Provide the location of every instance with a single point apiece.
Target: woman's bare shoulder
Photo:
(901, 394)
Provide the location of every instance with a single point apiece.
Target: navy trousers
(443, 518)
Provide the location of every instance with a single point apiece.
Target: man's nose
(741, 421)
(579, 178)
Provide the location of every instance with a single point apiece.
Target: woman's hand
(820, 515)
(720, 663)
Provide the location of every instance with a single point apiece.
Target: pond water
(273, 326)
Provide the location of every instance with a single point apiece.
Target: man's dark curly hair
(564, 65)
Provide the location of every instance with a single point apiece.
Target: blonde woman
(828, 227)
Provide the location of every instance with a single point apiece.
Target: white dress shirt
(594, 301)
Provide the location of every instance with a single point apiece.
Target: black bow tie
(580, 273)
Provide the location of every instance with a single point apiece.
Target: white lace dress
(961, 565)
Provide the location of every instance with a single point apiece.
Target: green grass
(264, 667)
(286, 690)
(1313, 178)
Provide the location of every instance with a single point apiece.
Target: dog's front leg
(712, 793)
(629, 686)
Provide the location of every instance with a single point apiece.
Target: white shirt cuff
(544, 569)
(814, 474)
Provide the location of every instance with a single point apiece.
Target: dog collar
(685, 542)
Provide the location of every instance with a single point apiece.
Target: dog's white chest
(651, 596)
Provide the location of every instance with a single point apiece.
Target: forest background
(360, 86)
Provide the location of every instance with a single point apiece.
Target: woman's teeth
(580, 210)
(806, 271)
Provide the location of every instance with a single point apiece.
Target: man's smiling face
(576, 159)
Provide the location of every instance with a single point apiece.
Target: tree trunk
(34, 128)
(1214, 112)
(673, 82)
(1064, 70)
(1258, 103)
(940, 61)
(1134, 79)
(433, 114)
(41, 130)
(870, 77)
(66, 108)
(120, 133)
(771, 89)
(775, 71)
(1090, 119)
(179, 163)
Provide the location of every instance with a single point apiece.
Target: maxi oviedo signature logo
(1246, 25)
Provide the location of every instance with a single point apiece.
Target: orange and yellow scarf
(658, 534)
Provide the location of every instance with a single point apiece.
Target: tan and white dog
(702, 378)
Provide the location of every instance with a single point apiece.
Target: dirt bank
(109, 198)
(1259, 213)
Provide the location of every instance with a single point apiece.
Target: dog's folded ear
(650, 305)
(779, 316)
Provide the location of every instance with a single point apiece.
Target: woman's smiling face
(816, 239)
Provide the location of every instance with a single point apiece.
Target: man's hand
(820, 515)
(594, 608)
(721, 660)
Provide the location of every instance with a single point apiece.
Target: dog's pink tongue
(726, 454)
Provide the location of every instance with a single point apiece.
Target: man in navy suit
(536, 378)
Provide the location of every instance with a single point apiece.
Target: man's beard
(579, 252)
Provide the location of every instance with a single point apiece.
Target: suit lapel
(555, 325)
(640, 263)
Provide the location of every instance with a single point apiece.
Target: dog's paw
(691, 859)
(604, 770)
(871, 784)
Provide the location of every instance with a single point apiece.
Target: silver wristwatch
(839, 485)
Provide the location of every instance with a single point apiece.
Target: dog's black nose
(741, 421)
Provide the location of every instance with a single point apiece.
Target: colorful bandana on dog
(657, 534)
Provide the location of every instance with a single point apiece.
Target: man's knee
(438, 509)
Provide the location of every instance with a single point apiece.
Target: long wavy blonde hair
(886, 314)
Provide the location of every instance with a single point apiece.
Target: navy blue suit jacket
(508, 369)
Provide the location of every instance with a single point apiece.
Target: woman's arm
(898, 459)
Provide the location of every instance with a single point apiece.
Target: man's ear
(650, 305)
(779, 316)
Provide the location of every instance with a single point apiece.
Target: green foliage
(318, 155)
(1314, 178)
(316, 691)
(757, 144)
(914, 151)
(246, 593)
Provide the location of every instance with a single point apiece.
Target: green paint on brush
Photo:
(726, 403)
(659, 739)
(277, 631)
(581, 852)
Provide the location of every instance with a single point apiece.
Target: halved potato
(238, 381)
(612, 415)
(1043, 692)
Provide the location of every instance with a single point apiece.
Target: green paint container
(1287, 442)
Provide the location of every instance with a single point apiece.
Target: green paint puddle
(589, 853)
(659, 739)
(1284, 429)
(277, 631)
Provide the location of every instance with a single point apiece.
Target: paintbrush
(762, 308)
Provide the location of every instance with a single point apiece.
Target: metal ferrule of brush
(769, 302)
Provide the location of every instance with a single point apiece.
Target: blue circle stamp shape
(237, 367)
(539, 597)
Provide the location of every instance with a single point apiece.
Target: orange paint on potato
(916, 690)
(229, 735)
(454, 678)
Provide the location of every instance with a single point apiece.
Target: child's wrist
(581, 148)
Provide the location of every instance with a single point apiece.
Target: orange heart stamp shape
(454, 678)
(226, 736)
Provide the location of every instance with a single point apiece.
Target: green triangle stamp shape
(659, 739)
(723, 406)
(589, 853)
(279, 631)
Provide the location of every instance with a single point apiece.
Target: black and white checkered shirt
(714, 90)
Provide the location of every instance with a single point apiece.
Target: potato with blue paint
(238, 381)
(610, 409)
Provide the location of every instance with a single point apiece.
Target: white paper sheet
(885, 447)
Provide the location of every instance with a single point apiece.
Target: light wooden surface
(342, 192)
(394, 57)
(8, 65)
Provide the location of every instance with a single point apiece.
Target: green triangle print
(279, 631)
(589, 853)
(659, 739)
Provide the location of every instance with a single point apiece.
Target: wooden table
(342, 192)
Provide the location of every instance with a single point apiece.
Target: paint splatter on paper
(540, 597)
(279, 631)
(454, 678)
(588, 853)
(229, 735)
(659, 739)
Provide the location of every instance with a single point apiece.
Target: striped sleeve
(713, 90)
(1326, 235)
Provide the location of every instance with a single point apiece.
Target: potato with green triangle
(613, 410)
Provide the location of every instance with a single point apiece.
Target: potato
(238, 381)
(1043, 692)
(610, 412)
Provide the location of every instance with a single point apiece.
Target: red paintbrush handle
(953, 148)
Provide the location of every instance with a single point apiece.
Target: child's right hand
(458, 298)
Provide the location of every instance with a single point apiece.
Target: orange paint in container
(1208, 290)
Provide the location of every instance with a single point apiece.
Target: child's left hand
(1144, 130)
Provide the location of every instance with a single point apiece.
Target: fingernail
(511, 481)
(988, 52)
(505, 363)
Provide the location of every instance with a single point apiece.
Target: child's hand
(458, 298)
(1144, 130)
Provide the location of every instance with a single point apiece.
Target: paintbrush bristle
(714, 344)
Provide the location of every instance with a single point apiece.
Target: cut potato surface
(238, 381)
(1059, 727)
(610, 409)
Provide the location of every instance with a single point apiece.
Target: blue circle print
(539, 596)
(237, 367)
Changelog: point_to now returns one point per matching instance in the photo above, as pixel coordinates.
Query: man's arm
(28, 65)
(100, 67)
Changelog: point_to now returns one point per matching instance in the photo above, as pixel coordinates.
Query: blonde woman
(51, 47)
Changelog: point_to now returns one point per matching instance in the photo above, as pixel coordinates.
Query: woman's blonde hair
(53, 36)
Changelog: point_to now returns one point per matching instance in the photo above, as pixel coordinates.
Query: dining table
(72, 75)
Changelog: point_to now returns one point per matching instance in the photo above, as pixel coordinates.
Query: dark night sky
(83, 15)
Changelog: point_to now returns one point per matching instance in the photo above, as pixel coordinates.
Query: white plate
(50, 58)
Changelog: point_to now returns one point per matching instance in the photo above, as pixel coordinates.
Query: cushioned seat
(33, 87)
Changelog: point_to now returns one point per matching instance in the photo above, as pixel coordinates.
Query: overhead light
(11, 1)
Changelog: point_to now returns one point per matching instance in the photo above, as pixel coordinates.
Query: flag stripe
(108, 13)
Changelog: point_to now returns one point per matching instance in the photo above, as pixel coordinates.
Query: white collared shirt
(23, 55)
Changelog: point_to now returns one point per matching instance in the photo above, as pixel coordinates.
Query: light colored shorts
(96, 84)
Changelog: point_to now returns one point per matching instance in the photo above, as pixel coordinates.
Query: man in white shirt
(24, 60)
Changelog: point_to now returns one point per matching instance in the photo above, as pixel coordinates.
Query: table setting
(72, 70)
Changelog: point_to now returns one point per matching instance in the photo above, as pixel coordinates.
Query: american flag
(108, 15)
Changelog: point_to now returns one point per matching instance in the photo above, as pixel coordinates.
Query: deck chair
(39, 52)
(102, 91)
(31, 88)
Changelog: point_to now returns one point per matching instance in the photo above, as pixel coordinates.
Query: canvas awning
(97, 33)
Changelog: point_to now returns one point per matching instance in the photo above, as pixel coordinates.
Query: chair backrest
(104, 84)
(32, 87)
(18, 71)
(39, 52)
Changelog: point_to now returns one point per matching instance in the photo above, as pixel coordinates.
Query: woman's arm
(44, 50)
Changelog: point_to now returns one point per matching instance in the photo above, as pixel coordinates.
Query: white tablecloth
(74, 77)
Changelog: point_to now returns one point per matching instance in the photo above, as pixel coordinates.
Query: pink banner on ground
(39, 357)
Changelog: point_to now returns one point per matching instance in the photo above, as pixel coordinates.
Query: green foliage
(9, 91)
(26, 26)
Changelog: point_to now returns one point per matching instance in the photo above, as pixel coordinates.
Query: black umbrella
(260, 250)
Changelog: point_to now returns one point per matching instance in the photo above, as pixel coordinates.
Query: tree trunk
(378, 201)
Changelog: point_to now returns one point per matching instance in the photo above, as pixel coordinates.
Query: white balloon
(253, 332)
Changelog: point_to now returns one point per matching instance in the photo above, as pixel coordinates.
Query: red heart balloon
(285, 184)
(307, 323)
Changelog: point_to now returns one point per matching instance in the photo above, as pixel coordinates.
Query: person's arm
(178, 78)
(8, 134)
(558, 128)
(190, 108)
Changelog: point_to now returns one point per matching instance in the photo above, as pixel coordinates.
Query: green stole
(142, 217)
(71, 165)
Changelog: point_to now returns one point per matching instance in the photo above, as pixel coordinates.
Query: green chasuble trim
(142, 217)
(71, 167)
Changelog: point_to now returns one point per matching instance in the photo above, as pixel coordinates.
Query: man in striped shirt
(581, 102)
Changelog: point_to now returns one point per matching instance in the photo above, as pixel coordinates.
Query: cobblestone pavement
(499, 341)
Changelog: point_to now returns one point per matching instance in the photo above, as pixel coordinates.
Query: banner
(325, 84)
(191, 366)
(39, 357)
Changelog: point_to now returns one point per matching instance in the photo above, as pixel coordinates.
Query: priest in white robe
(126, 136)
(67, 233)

....

From the line holding "Query: man in striped shirt" down to the last line of the records above, restate each line exactly as written.

_Exercise response_.
Query: man in striped shirt
(581, 102)
Changelog: point_to now returns one point per matching instance in the photo above, as pixel coordinates.
Query: cobblestone pavement
(499, 341)
Changelog: point_to now returns one point per matching instance in the photo above, as pixel coordinates.
Query: banner
(325, 84)
(191, 366)
(39, 357)
Changelog: point_to now returns one point per matching instance in the photo above, as pixel coordinates.
Query: priest in white robe
(126, 136)
(67, 233)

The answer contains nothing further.